Top of Data supplied

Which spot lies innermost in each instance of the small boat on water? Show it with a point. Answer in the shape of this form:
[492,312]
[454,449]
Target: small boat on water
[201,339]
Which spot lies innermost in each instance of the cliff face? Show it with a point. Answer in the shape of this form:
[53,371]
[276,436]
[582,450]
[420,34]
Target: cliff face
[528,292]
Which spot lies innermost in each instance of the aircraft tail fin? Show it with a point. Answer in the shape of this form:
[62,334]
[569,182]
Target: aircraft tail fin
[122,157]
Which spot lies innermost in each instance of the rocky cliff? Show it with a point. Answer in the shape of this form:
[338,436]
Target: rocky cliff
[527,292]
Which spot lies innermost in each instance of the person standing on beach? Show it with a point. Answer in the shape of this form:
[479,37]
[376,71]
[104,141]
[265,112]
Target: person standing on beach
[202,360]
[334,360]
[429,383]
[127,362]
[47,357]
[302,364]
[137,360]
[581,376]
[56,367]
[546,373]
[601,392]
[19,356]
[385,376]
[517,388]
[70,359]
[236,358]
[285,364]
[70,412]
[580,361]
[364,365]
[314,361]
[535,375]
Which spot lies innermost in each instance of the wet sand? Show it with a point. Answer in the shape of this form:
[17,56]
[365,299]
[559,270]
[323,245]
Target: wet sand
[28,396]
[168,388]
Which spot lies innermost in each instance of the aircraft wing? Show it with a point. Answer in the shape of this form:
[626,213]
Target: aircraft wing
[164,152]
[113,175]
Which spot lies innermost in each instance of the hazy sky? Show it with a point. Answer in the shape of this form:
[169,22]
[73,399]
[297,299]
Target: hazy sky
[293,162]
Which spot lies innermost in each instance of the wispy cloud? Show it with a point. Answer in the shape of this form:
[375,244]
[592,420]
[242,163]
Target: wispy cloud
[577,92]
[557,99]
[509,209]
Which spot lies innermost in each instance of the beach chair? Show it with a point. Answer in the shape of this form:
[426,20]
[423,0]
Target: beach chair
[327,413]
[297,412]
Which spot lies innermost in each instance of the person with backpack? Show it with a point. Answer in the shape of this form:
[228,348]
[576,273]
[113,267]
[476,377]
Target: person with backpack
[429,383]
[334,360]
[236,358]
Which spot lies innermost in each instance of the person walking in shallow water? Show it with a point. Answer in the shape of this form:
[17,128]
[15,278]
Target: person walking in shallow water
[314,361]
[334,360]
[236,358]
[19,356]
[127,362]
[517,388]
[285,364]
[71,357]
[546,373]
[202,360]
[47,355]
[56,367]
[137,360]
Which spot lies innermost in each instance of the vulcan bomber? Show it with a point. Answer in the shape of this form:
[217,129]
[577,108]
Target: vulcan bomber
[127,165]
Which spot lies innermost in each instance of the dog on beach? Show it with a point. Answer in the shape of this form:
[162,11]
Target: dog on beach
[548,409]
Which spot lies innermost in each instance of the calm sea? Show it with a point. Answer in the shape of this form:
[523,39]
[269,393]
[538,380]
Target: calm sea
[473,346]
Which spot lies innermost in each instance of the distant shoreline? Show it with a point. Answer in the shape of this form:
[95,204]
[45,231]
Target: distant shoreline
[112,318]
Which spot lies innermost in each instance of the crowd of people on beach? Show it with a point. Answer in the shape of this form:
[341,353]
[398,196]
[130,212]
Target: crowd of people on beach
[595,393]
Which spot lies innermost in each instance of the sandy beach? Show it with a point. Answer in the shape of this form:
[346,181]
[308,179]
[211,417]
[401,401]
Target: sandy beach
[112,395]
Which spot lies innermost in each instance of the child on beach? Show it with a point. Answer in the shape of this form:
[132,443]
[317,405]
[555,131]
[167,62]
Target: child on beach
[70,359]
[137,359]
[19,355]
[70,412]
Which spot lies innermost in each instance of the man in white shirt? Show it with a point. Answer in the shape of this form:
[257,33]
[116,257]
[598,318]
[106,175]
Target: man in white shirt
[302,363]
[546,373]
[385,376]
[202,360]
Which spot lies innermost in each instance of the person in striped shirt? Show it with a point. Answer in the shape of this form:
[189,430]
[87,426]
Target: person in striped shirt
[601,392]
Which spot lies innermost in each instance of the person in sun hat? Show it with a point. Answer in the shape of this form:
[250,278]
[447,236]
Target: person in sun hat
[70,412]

Bottom of Data supplied

→ What this task involves
Everything in the listing above should be duplicated exactly.

→ Response to this task
Which spot lies innermost in each instance of the small boat on water? Show it with a point. Answer in the shape of this form:
[492,312]
[454,449]
Target: small boat on water
[201,339]
Which spot lies innermost in each instance of the cliff face? Show it with a point. Answer in the shape of this form:
[53,371]
[276,436]
[582,450]
[420,34]
Target: cliff face
[528,292]
Which spot lies innermost in each instance of the aircraft tail fin? Show it with a point. Answer in the shape of this form:
[62,334]
[569,182]
Target: aircraft tail fin
[122,157]
Which spot lies innermost in each instance of the rocky cliff? Show it with a point. Answer in the shape of this form:
[338,436]
Target: rocky cliff
[527,292]
Which spot lies innermost in each instance of the person standing on beach? Show it with a point. Answer in the shape of this form:
[479,37]
[376,71]
[104,141]
[265,112]
Target: person standing on beach
[202,360]
[334,360]
[429,383]
[127,362]
[47,357]
[302,364]
[137,360]
[581,376]
[56,367]
[546,373]
[601,392]
[19,356]
[385,376]
[517,388]
[70,359]
[236,358]
[285,364]
[70,412]
[580,361]
[364,365]
[314,361]
[535,375]
Which spot lies innermost in each instance of the wet sand? Show it with a point. Answer in the shape of this form:
[17,56]
[365,299]
[559,270]
[323,245]
Target: wet sand
[28,396]
[168,388]
Which spot lies innermost in each instance of the aircraft wing? Show it with a point. Answer in the shape of this form:
[626,213]
Target: aircraft wing
[164,152]
[113,175]
Which spot lies innermost in each instance of the hazy sky? Show it with a point. Answer in the shape of this form:
[169,22]
[73,399]
[297,299]
Target: hazy sky
[293,162]
Which spot lies innermost in each instance of the wispy cloud? Show it with a point. Answer in the shape of this form:
[375,244]
[592,420]
[242,163]
Target: wispy cloud
[577,92]
[557,99]
[509,209]
Which spot lies innermost in each instance of the beach chair? Show it with a point. Answer in the shape of this form:
[426,20]
[423,0]
Target: beach chair
[327,413]
[297,412]
Which spot lies innermost in each instance of the person with backpack? Show it with a point. Answer in the shape of this form:
[228,348]
[576,273]
[113,267]
[476,377]
Target: person with backpack
[429,383]
[334,360]
[236,358]
Which spot lies innermost in each instance of the person walking in shallow water? Show it with a point. Answer in the shape of this form:
[17,128]
[15,278]
Target: person walking in shallow water
[314,361]
[334,360]
[236,358]
[19,356]
[127,362]
[517,388]
[285,364]
[71,357]
[546,373]
[202,360]
[47,355]
[56,367]
[137,360]
Which spot lies innermost in each instance of the vulcan bomber? Show it with a point. Answer in the shape of this form:
[217,129]
[577,108]
Target: vulcan bomber
[127,165]
Which spot lies innermost in each instance of the dog on beach? Show it with a point. Answer in the shape of this form:
[162,11]
Target: dog on beach
[548,409]
Which spot lies innermost in each instance of the calm sea? Show it with a point. Answer in the shape of this form:
[523,39]
[269,393]
[538,380]
Target: calm sea
[473,346]
Which spot lies innermost in each instance of the distant shoreline? Show it with a point. Answer in the shape of this form:
[95,204]
[45,231]
Target: distant shoreline
[112,318]
Which spot lies innermost in each instance of the crowd of people on beach? Show it with a point. Answer in the shape of this form:
[341,353]
[398,196]
[130,212]
Target: crowd of people on beach
[595,393]
Which spot lies innermost in each instance of the sandy beach? Show it with a point. Answer in the shape of this form:
[346,181]
[308,179]
[211,417]
[401,401]
Target: sandy beach
[112,395]
Which spot lies innermost in each instance of the child on beach? Show it with a point. Answer in the shape of this form:
[132,443]
[317,405]
[555,131]
[167,62]
Target: child on beach
[70,359]
[137,359]
[19,355]
[70,412]
Which spot lies innermost in each instance of the man in white shirt? Show it with a point. Answer in the shape of this form:
[257,33]
[116,257]
[598,318]
[106,175]
Target: man in white shirt
[302,363]
[546,373]
[385,376]
[202,360]
Which spot lies innermost in each instance of the person in striped shirt? Show it with a point. Answer in the shape of this form:
[189,430]
[87,426]
Target: person in striped shirt
[601,392]
Which spot lies innermost in each instance of the person in sun hat? Show it with a point. Answer in the shape of this form:
[250,278]
[447,236]
Target: person in sun hat
[70,412]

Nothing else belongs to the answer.